• _ISTRUZIONI_:
**a)** Dall'estratto, elenca tutti i gruppi di persone che il Rapporto somma per arrivare a 8 milioni, ognuno con il suo numero.
**b)** Rispondi a queste domande sull'estratto, una per riga:
(i) Di quanto sono cresciuti in percentuale gli occupati part-time involontari?
(ii) In quale anno, secondo l'estratto, si potrebbe verificare una reale carenza di manodopera?
(iii) Quanto tempo di buone politiche demografiche servirebbe per risolvere il danno alla struttura demografica?

• _ESTRATTO_:
□ □ □ □ □ □ □
Ma gli inoccupati restano
«Agli oltre 3 milioni di disoccupati nel secondo trimestre 2015 (+84,8% rispetto a sette anni prima)», si legge nel Rapporto, «bisogna aggiungere gli occupati part-time involontari (2,6 milioni, +88,8%) e i non occupati che sarebbero disponibili a lavorare ma non hanno compiuto azioni di ricerca attiva perché scoraggiati (1,6 milioni, +53,4%) oppure perché stanno aspettando l’esito di passate azioni di ricerca (638mila, raddoppiati). In totale si tratta di 8 milioni di persone (+105,9%)».

 L'ISTAT non va molto lontano: http://www.piolatorre.it/public/art/sette-milioni-di-italiani-a-casa-senza-un-lavoro-586/


In conclusione: i problemi italiani NON derivano per ora dalla carenza di manodopera; se il lavoro ci fosse, l'occupazione potrebbe facilmente aumentare di 7-8 milioni di unità, facendo schizzare il PIL. Gli studi sopra citati ovviamente con considerano coloro che occupano un posto di lavoro e percepiscono un regolare stipendio, ma non svolgono alcuna attività produttiva. Può anche darsi che nel 2040 si possa verificare una reale carenza di manodopera, ma allora potremmo cominciare a programmare un'immigrazione massiccia nel 2035; per adesso non se ne vede assolutamente la necessità.

 

se il lavoro ci fosse

 

Il "lavoro" non c'è più perche le conseguenze della struttura demografica lo disincentivano. La struttura demografica é stata devastata da decenni di politica incapace, ma ormai il danno è fatto, e non si può risolvere che in un quarto di secolo di buone politiche demografiche.
□ □ □ □ □ □ □
• _VOCI_:
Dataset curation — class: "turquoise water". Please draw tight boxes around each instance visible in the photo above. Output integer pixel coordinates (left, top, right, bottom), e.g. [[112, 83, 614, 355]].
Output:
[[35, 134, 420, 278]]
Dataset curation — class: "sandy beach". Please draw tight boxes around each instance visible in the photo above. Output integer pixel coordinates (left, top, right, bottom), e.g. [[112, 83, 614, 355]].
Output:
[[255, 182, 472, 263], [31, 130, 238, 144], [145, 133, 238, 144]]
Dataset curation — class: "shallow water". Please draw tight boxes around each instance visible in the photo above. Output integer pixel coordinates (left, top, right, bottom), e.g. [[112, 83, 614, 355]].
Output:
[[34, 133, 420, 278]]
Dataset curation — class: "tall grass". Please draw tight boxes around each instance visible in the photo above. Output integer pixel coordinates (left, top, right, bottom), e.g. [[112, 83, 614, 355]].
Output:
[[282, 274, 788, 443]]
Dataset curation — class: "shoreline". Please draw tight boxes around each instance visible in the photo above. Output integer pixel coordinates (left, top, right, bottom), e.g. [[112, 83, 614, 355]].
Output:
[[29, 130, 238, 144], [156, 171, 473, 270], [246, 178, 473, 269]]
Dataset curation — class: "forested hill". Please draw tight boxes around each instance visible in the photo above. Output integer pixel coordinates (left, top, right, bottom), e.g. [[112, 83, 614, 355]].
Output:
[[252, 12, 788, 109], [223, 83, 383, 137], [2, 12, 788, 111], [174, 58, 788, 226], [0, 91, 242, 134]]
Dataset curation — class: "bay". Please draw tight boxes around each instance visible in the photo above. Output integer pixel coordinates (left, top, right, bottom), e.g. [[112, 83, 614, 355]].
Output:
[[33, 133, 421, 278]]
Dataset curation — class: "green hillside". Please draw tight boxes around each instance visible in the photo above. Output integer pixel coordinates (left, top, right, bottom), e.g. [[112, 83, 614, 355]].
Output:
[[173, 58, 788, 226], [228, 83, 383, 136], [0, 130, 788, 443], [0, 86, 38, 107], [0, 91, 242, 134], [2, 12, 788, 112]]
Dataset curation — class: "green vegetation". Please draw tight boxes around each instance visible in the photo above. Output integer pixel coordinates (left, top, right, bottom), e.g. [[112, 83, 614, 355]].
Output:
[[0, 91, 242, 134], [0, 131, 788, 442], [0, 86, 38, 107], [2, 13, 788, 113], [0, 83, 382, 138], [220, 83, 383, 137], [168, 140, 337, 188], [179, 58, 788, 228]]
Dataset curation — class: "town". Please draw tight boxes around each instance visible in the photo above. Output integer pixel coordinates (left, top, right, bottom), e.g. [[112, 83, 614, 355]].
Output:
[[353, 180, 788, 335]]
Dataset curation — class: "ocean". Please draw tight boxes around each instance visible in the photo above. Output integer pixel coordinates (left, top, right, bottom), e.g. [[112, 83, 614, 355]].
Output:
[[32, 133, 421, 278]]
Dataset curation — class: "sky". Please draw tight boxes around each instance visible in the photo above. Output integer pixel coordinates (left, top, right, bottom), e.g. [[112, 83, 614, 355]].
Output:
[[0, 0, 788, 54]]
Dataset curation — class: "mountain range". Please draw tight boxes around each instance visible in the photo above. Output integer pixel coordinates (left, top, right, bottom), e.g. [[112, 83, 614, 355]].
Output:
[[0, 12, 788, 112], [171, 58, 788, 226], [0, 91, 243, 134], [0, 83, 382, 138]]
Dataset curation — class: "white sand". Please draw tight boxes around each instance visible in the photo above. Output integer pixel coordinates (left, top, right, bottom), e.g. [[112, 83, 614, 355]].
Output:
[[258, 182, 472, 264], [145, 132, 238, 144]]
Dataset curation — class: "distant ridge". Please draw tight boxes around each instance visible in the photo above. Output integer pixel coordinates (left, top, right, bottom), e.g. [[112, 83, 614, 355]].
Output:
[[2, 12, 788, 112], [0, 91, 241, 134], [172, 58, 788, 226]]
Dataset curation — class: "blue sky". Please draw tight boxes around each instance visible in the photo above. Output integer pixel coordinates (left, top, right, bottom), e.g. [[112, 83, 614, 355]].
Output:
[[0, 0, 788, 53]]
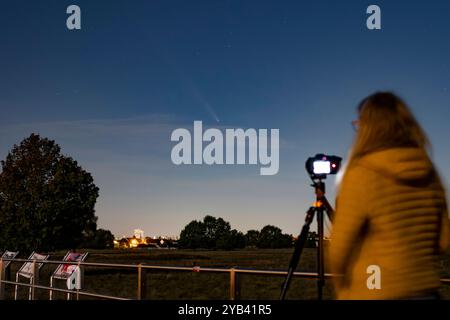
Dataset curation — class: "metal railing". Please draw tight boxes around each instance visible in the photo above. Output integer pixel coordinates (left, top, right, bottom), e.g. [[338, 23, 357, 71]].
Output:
[[0, 258, 450, 300]]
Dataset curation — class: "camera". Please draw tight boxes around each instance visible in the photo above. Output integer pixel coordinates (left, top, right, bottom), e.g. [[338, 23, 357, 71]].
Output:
[[305, 153, 342, 179]]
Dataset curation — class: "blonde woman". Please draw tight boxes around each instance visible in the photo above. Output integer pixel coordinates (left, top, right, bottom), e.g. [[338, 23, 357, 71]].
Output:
[[329, 92, 450, 299]]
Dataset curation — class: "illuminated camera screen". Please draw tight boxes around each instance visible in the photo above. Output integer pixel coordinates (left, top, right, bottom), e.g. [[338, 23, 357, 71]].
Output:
[[313, 160, 331, 174]]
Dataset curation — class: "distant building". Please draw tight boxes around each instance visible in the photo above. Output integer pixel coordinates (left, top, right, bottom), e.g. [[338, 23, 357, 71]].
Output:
[[134, 229, 145, 240]]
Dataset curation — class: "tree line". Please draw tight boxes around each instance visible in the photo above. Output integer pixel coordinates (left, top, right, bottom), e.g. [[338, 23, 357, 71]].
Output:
[[178, 215, 302, 250]]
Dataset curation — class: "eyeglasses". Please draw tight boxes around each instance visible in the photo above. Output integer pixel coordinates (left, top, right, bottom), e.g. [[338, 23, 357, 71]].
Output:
[[352, 120, 359, 131]]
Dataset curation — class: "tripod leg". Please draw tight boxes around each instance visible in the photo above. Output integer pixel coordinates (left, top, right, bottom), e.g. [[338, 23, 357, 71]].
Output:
[[317, 208, 325, 300], [280, 207, 315, 300]]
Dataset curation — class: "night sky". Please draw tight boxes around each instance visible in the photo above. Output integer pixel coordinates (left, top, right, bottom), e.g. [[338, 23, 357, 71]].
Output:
[[0, 0, 450, 236]]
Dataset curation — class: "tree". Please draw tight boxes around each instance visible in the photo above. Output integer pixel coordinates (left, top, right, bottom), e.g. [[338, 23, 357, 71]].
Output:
[[258, 225, 292, 248], [203, 215, 231, 249], [0, 134, 102, 251], [216, 229, 246, 250], [178, 220, 206, 249]]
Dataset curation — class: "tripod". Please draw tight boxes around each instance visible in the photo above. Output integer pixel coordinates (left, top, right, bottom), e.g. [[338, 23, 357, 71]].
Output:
[[280, 175, 334, 300]]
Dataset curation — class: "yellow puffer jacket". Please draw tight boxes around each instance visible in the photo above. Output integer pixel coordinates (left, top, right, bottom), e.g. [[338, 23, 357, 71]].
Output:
[[329, 148, 450, 299]]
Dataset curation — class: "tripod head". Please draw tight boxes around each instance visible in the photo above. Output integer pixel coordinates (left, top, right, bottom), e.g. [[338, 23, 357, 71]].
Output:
[[310, 174, 334, 221]]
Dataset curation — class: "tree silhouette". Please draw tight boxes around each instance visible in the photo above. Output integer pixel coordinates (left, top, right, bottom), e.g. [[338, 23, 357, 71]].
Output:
[[0, 134, 98, 251]]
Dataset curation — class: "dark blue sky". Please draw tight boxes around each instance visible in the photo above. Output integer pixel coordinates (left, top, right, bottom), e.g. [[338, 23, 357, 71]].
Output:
[[0, 0, 450, 236]]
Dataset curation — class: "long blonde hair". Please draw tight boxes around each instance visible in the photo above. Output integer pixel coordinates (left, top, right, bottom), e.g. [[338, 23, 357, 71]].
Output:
[[349, 92, 431, 163]]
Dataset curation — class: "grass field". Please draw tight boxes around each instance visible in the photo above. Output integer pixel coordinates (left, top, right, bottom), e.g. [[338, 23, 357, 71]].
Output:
[[6, 248, 450, 300]]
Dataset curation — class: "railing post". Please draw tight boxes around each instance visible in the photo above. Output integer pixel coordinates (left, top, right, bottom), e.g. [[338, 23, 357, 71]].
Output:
[[137, 263, 147, 300], [30, 259, 39, 300], [0, 258, 6, 300], [230, 268, 240, 300]]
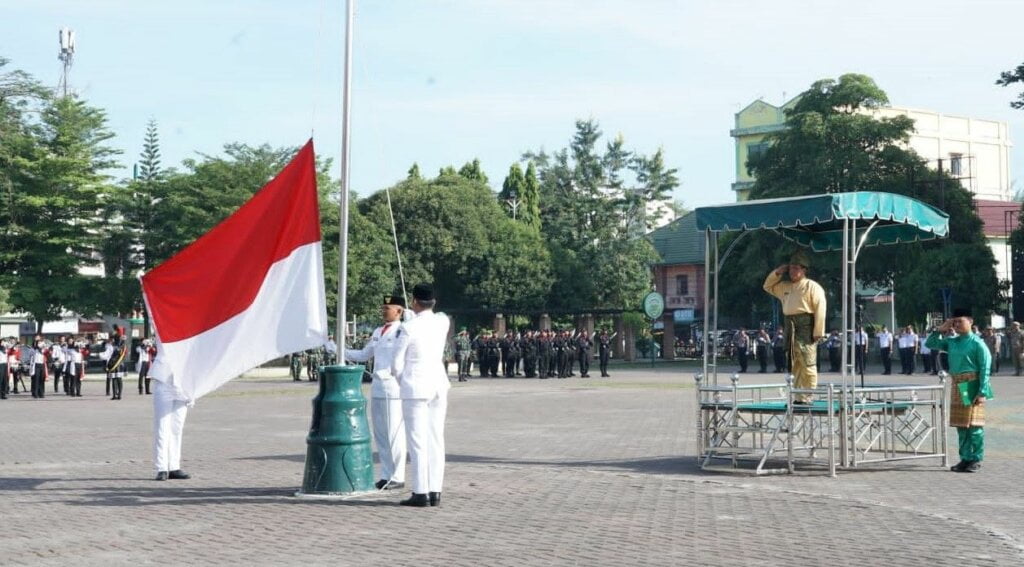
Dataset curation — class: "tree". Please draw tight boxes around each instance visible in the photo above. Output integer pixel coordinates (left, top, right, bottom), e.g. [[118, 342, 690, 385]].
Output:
[[720, 75, 998, 324], [498, 164, 526, 217], [359, 175, 551, 310], [406, 163, 423, 181], [995, 63, 1024, 110], [519, 162, 541, 230], [4, 96, 118, 328], [459, 159, 487, 185], [523, 120, 678, 310]]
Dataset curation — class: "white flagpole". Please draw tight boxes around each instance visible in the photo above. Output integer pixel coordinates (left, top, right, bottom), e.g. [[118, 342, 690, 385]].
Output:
[[335, 0, 355, 364]]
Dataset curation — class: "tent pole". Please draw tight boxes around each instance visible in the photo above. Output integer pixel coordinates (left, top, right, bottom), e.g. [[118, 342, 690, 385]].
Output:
[[697, 228, 717, 382], [712, 232, 719, 386]]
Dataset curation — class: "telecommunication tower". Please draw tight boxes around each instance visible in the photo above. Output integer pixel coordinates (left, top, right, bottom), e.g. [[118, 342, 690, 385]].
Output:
[[57, 28, 75, 96]]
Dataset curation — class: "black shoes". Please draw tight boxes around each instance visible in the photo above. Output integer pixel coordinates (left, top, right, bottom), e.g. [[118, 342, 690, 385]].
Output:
[[949, 461, 981, 473], [398, 492, 430, 508]]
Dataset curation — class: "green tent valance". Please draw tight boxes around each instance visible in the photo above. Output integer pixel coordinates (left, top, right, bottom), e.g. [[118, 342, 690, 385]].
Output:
[[695, 191, 949, 252]]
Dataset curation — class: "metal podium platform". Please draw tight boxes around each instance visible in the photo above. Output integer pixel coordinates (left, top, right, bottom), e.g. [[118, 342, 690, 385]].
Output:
[[694, 373, 947, 476]]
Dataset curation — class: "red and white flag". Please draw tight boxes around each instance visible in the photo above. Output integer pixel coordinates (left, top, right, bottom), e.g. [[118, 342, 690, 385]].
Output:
[[142, 140, 328, 401]]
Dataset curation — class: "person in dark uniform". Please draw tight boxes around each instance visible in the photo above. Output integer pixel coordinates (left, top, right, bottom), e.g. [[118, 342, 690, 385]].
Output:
[[754, 329, 771, 374], [138, 339, 157, 395], [537, 331, 552, 379], [472, 329, 490, 378], [46, 337, 68, 395], [509, 333, 523, 376], [597, 329, 614, 378], [106, 328, 128, 400], [732, 326, 751, 373], [29, 339, 47, 398], [0, 341, 10, 399], [455, 326, 473, 382], [485, 334, 502, 378], [498, 331, 515, 378], [522, 331, 538, 378], [771, 328, 788, 373], [825, 330, 842, 373], [555, 331, 569, 378], [577, 329, 594, 378]]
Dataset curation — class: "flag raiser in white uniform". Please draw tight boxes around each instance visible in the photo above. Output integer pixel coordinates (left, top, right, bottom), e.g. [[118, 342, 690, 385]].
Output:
[[141, 140, 328, 401]]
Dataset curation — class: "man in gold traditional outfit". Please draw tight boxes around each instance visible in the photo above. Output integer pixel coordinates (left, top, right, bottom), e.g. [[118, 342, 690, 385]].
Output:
[[764, 251, 825, 403]]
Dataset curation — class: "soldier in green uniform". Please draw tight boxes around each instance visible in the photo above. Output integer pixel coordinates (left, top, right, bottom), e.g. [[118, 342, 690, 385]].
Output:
[[472, 329, 490, 378], [455, 326, 473, 382], [925, 309, 992, 473], [288, 352, 302, 382], [537, 331, 553, 379], [521, 331, 538, 378], [597, 329, 614, 378]]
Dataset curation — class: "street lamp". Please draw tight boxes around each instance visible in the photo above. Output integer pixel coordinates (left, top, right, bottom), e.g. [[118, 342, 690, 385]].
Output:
[[505, 189, 522, 220]]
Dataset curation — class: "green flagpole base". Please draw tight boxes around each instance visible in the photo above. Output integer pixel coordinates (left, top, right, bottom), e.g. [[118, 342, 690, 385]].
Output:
[[296, 365, 374, 491]]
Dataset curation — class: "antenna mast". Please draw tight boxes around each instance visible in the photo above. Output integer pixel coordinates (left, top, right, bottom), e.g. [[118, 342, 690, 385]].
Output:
[[57, 28, 75, 96]]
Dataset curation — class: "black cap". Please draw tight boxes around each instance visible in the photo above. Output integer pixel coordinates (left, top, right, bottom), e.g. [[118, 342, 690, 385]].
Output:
[[413, 284, 434, 301], [383, 296, 406, 307]]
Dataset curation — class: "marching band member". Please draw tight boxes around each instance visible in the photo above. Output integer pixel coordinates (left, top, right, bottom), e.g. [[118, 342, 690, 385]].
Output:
[[47, 337, 68, 395], [29, 337, 48, 398], [0, 341, 10, 399], [106, 326, 128, 400], [135, 339, 157, 395]]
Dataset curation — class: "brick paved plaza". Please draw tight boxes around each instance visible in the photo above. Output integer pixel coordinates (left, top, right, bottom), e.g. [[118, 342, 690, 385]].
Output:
[[0, 364, 1024, 566]]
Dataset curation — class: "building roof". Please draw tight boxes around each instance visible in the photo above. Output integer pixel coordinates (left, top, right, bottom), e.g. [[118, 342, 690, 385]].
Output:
[[974, 199, 1021, 237], [647, 212, 705, 264]]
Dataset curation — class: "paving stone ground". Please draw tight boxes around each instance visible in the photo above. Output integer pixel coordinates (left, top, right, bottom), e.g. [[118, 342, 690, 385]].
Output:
□ □ □ □ □ □ □
• _RISPOSTE_:
**a)**
- Disoccupati: oltre 3 milioni
- Occupati part-time involontari: 2,6 milioni
- Non occupati disponibili a lavorare ma scoraggiati dal cercare: 1,6 milioni
- Non occupati in attesa dell'esito di passate azioni di ricerca: 638mila

**b)**
(i) +88,8%
(ii) Nel 2040
(iii) Un quarto di secolo